● **What to work on**: Quote verbatim the stretch of the records from the line containing "-- sample [371,109]." through the final line of the records, including both ends.

● **Information supplied**:
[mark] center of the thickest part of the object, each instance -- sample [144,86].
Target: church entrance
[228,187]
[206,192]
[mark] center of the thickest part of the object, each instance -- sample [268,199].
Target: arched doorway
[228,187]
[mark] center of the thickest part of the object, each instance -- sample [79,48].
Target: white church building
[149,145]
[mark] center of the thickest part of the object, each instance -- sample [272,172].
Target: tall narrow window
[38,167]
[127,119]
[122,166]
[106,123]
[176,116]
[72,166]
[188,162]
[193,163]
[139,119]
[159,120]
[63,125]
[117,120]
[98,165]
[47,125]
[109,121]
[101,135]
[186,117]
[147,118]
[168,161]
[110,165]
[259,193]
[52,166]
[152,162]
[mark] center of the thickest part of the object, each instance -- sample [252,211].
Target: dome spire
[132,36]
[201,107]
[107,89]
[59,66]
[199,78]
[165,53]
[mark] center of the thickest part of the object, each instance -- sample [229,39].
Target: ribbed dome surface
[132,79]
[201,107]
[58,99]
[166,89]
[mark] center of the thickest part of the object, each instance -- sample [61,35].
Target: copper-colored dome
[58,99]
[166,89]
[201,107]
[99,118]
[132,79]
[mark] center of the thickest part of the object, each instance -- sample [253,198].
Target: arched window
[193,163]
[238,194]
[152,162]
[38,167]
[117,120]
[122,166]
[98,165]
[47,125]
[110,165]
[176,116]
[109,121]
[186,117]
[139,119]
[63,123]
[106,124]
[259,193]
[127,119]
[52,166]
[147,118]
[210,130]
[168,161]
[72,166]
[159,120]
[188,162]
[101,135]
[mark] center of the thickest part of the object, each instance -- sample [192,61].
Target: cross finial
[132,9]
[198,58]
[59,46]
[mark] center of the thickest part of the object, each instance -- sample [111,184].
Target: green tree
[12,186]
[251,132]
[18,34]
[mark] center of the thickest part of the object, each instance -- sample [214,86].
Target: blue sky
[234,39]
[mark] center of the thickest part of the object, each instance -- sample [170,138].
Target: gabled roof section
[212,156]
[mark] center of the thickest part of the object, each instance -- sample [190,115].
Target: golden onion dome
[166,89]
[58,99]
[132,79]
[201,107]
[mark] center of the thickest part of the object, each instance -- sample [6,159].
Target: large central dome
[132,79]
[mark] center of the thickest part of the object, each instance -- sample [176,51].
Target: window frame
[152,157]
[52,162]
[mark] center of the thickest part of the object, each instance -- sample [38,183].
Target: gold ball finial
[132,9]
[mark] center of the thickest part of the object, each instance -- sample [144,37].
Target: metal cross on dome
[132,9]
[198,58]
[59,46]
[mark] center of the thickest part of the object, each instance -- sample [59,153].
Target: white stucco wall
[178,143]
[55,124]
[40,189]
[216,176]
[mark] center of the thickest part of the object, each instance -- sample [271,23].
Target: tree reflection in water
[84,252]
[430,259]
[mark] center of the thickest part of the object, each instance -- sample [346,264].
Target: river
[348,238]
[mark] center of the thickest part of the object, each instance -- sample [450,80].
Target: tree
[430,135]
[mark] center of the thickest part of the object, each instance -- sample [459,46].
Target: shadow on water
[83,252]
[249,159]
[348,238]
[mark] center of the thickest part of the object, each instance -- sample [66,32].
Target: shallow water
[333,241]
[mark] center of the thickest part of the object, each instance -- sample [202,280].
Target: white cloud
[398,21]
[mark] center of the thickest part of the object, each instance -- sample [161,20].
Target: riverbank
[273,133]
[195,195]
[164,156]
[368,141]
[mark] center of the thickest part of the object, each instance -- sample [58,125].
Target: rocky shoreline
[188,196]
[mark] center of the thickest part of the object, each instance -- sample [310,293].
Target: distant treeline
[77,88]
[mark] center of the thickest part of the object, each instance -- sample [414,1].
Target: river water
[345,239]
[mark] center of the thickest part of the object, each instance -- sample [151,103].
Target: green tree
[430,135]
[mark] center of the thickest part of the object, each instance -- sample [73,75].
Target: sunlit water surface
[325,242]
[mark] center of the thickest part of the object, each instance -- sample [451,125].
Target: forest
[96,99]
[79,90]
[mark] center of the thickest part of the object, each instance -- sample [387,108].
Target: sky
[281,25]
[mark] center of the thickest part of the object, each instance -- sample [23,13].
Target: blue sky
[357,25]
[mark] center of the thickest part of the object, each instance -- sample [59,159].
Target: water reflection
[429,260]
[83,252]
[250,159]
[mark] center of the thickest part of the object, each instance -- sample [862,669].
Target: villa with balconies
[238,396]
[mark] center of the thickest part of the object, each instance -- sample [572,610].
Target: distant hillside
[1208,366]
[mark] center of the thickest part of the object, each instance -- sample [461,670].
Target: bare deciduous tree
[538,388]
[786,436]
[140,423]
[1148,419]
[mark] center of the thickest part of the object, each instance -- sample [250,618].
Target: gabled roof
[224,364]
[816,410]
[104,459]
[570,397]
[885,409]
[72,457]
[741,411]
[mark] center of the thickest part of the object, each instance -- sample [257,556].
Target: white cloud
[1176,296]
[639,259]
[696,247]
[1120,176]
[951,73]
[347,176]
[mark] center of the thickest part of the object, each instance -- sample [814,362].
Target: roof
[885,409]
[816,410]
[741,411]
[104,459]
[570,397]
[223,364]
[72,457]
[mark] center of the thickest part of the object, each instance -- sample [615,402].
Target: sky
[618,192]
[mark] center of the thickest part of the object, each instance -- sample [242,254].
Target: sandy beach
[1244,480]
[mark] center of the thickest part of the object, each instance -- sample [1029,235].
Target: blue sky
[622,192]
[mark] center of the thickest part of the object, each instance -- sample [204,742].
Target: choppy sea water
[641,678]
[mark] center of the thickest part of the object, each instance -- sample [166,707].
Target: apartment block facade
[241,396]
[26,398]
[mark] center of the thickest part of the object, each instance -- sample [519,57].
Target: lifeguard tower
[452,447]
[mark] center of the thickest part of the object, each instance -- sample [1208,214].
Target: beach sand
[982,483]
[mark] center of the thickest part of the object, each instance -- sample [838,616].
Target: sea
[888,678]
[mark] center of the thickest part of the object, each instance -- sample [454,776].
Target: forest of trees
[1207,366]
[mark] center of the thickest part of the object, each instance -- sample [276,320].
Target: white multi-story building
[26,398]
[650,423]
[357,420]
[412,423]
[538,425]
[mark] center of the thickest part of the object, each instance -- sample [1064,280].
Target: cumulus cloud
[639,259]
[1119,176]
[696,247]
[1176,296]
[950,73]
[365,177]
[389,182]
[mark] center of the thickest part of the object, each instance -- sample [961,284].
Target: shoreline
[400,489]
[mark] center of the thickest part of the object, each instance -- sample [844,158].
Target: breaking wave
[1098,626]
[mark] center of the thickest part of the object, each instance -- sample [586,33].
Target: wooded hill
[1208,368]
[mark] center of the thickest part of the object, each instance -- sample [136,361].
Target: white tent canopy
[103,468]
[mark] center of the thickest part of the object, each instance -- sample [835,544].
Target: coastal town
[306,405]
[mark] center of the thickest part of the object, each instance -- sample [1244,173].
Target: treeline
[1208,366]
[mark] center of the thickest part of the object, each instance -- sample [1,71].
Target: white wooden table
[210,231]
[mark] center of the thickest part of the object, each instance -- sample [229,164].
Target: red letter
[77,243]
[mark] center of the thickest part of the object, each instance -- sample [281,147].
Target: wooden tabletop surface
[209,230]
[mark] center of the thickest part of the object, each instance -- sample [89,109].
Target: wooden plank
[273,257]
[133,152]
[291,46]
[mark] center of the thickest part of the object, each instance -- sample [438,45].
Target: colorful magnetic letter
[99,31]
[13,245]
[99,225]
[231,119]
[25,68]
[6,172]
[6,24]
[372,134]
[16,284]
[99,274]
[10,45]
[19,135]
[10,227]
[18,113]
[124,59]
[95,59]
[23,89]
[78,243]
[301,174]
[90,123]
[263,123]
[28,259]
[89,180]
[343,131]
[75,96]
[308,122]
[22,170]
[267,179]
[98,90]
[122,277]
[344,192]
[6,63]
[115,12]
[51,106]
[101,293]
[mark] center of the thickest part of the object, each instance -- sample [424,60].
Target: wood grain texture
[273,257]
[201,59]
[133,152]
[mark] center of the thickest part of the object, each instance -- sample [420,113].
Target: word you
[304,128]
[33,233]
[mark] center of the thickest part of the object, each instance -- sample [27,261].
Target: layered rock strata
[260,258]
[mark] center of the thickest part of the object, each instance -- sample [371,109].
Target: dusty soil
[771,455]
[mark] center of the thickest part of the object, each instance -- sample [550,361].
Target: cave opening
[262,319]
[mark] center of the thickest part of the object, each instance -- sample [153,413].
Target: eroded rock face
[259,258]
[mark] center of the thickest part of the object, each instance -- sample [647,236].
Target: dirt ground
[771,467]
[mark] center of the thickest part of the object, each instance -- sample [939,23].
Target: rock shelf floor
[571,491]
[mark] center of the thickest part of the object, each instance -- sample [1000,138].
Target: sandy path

● **The completed task**:
[mark] center of the thickest part of the object, each instance -- sample [371,109].
Target: dusty soil
[771,455]
[mark] center of the thickest part of the object, each instance -- sample [550,361].
Target: cave opening
[262,319]
[mark] center of the thickest part of the object, each instance -- sample [153,413].
Target: eroded rock face
[259,258]
[mark] center of the thickest part of the object, each instance -- sample [647,236].
Target: dirt ground
[771,467]
[mark] center of the thickest part of the object, each instance -- sample [939,23].
Target: rock shelf floor
[571,491]
[mark] center of the thickest part of the object, each instance -- sample [1000,138].
Target: sandy path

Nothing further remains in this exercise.